• _Task to carry out_: Give only the lines from the one containing "Where can you see the bare" through the end of the material below, exactly as written.

• _Provided entries_:
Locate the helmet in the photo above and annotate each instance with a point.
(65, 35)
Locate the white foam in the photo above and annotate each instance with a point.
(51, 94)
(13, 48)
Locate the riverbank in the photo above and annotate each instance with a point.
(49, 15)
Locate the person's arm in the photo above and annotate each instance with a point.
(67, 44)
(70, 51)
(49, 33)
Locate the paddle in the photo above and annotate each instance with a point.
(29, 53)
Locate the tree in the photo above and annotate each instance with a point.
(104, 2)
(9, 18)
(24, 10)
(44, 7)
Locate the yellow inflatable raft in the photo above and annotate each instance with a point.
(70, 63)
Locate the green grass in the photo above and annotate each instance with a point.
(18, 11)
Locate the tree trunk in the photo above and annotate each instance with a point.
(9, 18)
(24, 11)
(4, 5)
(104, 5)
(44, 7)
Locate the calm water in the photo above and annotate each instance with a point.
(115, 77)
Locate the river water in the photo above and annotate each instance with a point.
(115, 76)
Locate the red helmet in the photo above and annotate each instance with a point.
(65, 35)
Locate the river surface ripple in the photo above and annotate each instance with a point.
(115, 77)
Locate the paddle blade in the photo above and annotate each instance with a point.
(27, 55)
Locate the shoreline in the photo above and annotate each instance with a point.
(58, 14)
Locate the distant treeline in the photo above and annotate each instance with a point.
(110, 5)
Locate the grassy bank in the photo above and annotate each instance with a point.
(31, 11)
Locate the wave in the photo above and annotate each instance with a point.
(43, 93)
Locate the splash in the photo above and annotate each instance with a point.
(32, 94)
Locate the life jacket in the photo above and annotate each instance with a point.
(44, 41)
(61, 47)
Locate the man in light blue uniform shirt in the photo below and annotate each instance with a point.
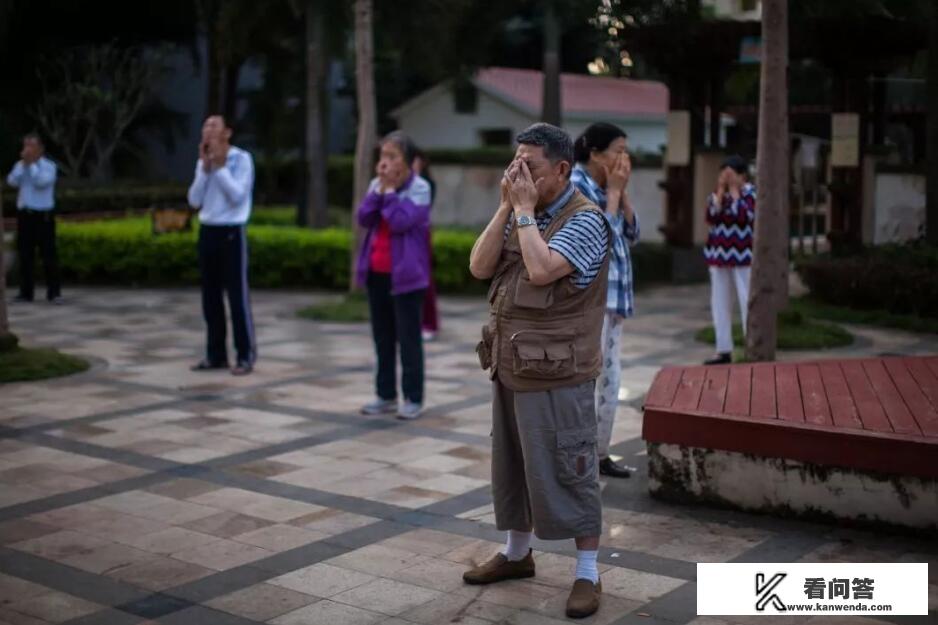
(34, 176)
(221, 191)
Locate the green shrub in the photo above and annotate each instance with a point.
(900, 279)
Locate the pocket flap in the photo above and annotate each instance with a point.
(530, 351)
(575, 438)
(558, 351)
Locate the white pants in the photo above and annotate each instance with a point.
(607, 386)
(722, 281)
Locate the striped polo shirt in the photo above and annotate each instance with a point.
(583, 240)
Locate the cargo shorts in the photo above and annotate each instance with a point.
(545, 473)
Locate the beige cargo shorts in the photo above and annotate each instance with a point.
(545, 473)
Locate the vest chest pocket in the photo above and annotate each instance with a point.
(543, 356)
(576, 455)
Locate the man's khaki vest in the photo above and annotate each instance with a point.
(543, 337)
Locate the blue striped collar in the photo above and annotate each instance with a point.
(554, 207)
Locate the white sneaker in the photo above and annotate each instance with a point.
(380, 406)
(409, 410)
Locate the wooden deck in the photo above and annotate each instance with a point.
(878, 414)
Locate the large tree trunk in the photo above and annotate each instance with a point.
(551, 112)
(931, 146)
(317, 214)
(7, 339)
(367, 124)
(767, 286)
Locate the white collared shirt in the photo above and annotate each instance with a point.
(224, 195)
(36, 184)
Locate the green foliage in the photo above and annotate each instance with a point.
(898, 279)
(21, 364)
(794, 332)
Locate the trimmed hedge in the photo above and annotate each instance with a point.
(125, 252)
(901, 279)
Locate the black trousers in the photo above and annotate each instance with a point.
(223, 260)
(395, 320)
(37, 229)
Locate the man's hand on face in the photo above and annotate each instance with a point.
(523, 190)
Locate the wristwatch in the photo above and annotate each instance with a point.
(525, 220)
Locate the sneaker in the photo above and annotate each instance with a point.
(380, 406)
(242, 368)
(499, 568)
(611, 468)
(409, 410)
(720, 359)
(208, 365)
(584, 598)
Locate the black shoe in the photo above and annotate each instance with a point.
(208, 365)
(720, 359)
(608, 467)
(242, 368)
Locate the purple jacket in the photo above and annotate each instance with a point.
(407, 212)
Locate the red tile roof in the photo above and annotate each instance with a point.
(580, 94)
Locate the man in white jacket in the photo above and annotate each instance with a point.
(221, 191)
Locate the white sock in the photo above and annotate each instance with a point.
(586, 565)
(518, 545)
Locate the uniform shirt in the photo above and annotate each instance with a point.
(620, 299)
(223, 195)
(583, 240)
(36, 184)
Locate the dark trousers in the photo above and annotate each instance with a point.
(223, 260)
(37, 229)
(395, 320)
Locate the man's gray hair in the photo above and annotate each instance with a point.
(556, 143)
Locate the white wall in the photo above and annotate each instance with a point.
(467, 195)
(899, 207)
(434, 123)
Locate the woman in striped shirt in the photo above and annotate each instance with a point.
(602, 174)
(731, 211)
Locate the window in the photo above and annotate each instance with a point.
(495, 136)
(465, 97)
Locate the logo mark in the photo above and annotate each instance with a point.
(765, 594)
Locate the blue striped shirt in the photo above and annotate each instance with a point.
(583, 240)
(621, 297)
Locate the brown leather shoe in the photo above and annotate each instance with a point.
(500, 568)
(584, 598)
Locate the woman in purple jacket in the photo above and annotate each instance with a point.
(394, 266)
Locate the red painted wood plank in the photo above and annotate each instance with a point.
(738, 390)
(661, 393)
(843, 409)
(922, 409)
(927, 381)
(713, 394)
(788, 393)
(813, 396)
(897, 412)
(688, 391)
(763, 392)
(871, 410)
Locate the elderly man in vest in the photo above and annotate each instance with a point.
(546, 251)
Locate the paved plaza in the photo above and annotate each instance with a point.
(140, 492)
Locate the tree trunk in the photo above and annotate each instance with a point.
(931, 146)
(365, 92)
(551, 112)
(317, 214)
(7, 339)
(768, 282)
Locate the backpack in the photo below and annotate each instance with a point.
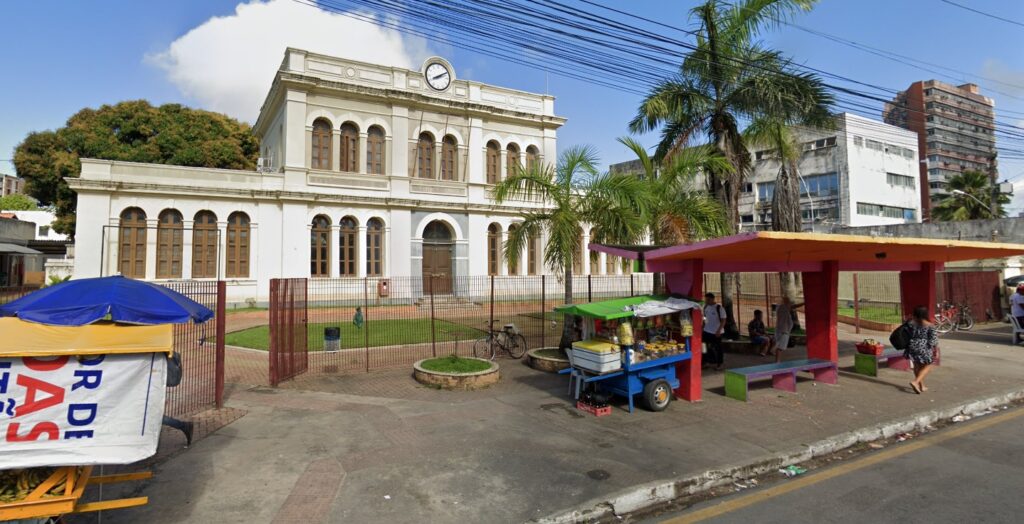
(900, 338)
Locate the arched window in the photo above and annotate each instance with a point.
(375, 247)
(349, 147)
(238, 246)
(425, 156)
(494, 162)
(320, 247)
(205, 245)
(132, 244)
(348, 243)
(450, 159)
(321, 145)
(532, 158)
(514, 263)
(375, 150)
(511, 160)
(532, 251)
(169, 236)
(494, 249)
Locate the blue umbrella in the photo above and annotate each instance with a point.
(113, 298)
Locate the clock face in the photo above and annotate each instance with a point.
(438, 77)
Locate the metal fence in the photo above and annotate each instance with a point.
(202, 350)
(360, 324)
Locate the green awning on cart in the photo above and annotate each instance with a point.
(607, 309)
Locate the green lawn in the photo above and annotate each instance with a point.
(888, 314)
(381, 333)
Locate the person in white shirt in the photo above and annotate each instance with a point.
(714, 323)
(1017, 308)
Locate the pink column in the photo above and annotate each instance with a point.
(688, 280)
(820, 310)
(918, 289)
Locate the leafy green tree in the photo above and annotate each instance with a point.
(728, 79)
(977, 186)
(131, 131)
(16, 203)
(614, 205)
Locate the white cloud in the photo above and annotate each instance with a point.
(227, 62)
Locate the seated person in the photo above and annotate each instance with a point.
(759, 337)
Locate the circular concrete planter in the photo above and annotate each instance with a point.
(545, 363)
(455, 381)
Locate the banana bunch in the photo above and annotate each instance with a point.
(16, 484)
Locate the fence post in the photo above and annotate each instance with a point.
(433, 341)
(366, 319)
(221, 323)
(544, 313)
(856, 305)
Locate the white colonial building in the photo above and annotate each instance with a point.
(862, 172)
(365, 171)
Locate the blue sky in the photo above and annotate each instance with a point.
(65, 55)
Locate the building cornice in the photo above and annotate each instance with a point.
(291, 80)
(108, 186)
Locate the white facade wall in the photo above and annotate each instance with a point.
(861, 154)
(282, 201)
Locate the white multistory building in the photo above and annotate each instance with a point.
(366, 171)
(862, 172)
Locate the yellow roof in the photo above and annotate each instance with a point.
(28, 339)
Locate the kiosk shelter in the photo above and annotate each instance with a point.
(818, 258)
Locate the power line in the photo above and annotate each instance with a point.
(983, 13)
(611, 47)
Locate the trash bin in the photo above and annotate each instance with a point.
(332, 339)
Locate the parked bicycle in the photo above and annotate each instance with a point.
(949, 316)
(508, 339)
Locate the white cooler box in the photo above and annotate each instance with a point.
(597, 355)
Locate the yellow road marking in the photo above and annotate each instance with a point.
(850, 467)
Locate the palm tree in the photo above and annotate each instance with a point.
(679, 213)
(730, 78)
(614, 206)
(973, 201)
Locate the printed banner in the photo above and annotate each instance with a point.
(72, 410)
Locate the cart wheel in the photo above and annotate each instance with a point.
(657, 394)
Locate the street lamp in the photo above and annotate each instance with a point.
(991, 213)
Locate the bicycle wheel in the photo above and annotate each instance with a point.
(943, 324)
(517, 346)
(484, 348)
(966, 322)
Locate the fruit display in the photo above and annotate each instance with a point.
(16, 484)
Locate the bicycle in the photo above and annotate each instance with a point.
(507, 339)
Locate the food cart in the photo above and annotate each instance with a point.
(631, 347)
(83, 374)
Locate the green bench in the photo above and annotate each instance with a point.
(783, 376)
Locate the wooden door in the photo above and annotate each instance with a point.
(437, 268)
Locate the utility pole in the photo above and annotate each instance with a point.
(993, 189)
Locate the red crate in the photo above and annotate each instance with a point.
(596, 411)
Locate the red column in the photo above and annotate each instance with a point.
(688, 280)
(918, 289)
(820, 310)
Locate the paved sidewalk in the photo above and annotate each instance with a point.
(378, 447)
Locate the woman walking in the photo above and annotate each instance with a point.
(921, 351)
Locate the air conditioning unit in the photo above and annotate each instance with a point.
(264, 165)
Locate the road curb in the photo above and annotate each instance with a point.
(647, 496)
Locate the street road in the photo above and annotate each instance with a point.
(969, 472)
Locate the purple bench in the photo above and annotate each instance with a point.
(783, 376)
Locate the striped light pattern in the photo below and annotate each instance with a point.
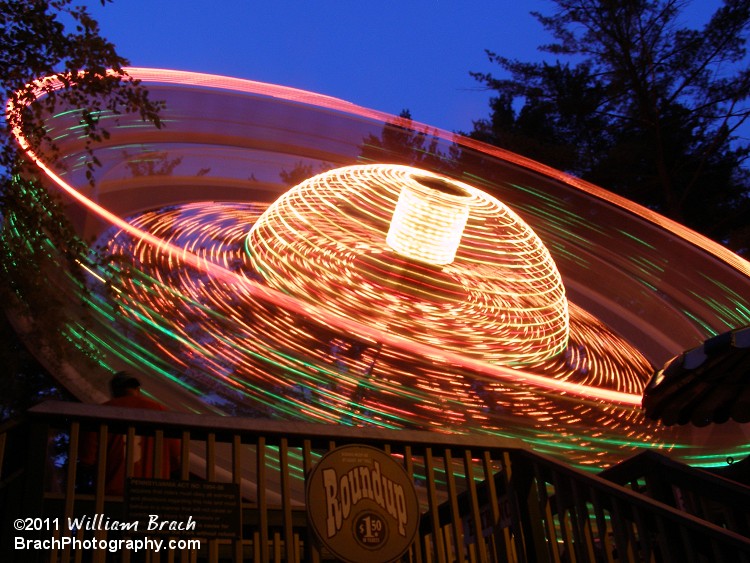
(183, 304)
(501, 298)
(429, 220)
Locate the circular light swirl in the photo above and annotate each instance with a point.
(501, 298)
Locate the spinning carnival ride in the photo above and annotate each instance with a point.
(276, 253)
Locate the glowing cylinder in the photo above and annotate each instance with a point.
(429, 220)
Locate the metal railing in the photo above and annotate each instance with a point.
(481, 498)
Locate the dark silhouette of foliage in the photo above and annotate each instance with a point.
(644, 106)
(39, 39)
(403, 141)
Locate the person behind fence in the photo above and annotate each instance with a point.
(126, 392)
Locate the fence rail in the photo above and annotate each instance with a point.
(481, 498)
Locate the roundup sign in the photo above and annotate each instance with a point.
(362, 505)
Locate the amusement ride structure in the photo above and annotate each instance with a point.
(281, 254)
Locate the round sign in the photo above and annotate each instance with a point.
(362, 505)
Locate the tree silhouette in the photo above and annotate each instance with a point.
(646, 107)
(38, 39)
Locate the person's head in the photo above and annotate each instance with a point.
(123, 384)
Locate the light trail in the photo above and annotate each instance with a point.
(279, 335)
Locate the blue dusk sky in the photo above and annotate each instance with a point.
(387, 55)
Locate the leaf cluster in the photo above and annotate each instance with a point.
(52, 59)
(637, 102)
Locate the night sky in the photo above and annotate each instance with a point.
(387, 55)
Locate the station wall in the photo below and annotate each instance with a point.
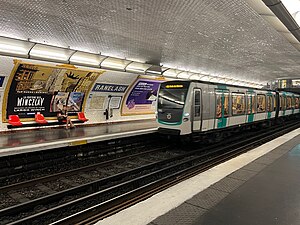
(110, 96)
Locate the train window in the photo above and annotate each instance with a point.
(282, 102)
(261, 103)
(250, 104)
(296, 103)
(226, 104)
(269, 103)
(219, 105)
(222, 98)
(288, 102)
(293, 102)
(238, 103)
(197, 104)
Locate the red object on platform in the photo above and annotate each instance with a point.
(14, 120)
(82, 117)
(39, 118)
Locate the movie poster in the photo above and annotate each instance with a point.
(75, 101)
(58, 101)
(142, 97)
(45, 89)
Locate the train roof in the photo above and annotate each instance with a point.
(215, 83)
(231, 85)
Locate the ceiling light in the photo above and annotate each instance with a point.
(115, 63)
(171, 73)
(40, 51)
(13, 47)
(86, 59)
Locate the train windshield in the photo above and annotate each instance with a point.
(172, 95)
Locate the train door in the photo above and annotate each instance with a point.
(222, 108)
(197, 118)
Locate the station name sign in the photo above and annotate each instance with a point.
(99, 87)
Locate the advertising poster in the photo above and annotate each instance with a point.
(58, 101)
(41, 88)
(142, 97)
(1, 80)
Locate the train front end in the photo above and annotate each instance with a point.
(172, 112)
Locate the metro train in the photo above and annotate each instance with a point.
(190, 107)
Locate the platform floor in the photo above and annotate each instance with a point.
(257, 188)
(22, 141)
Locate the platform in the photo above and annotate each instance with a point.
(22, 141)
(257, 188)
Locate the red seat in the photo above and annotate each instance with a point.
(40, 119)
(82, 117)
(14, 120)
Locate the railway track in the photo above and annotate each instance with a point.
(120, 188)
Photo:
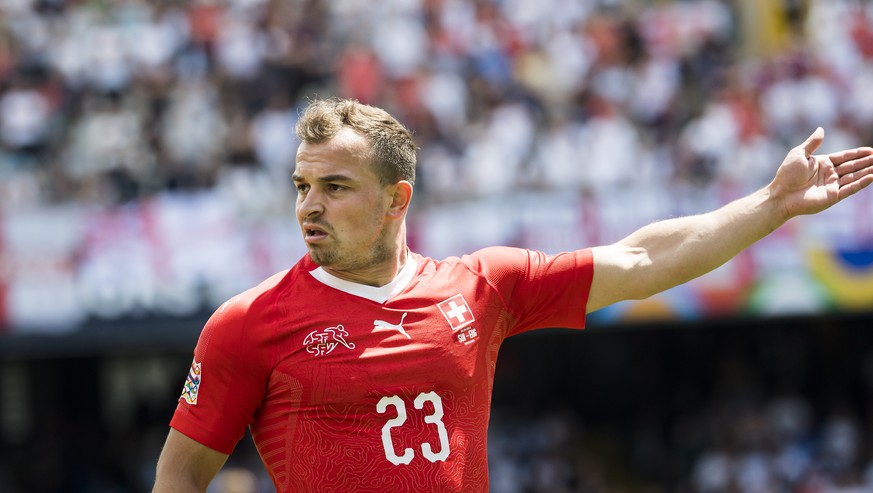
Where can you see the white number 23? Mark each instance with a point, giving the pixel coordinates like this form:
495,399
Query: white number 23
435,419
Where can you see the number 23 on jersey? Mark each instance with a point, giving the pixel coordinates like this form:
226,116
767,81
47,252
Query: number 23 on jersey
435,419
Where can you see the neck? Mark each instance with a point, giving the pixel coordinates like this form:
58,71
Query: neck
376,274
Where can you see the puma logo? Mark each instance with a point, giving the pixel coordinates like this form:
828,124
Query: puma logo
381,324
321,342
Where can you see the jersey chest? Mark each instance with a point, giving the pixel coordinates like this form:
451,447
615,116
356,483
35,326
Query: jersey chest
345,351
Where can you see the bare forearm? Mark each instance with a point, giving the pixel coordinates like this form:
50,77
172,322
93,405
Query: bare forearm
674,251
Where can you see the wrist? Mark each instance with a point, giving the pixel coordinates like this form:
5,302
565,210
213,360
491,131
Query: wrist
774,204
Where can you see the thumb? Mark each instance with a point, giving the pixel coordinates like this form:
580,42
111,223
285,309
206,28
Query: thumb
813,141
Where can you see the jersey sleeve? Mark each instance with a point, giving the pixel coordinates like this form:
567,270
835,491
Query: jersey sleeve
226,381
539,290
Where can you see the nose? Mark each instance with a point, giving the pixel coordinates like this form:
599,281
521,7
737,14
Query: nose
309,204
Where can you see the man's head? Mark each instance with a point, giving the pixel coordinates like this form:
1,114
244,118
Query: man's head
353,175
393,151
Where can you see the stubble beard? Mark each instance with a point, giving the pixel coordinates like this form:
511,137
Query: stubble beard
334,257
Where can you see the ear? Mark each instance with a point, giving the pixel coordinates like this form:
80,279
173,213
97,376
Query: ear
400,199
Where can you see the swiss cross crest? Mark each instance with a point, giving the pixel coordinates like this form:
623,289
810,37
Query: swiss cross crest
457,312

• _Full response_:
Where can you see the bare forearm? Mark each instance with a point, giving the pixel coordinates like this form:
50,77
172,322
93,405
Query: bare forearm
674,251
Where can you see the wrist? Mark each instance with a point, giving the pixel coordinates like this form:
5,302
565,210
213,360
491,131
Query: wrist
774,204
Where can you see the thumb? Mark each instance with a point, giving the pixel coordinates like this form:
580,42
111,223
285,309
206,28
Query: thumb
813,141
Where can you see the jersey sleeve? Mark each instance with a point, giving the pixel coordinates like this form:
567,270
835,491
Query: jersey sleeve
226,381
539,290
Where can you see the nose? Mark each instance with a point, giving the pixel coordinates like this form:
599,281
521,7
737,14
Query: nose
309,204
Where can you see the man's head? Mark each instance with a point, giving the pixel coordinates like this form:
1,114
244,118
Query: man's head
353,175
393,151
Where can you see the stubble beard? Mark each instance with a point, giving the pixel coordinates like this form:
511,137
Query: stubble beard
334,257
Where can you see the ear? Mark each instance with a point, giving the pixel coordinates like this form:
80,279
173,213
97,376
Query: ear
400,199
Where can you see the swiss cross crest? Mark each instance with a point, giving the pixel coordinates like this form:
623,289
810,37
Query: swiss cross crest
457,312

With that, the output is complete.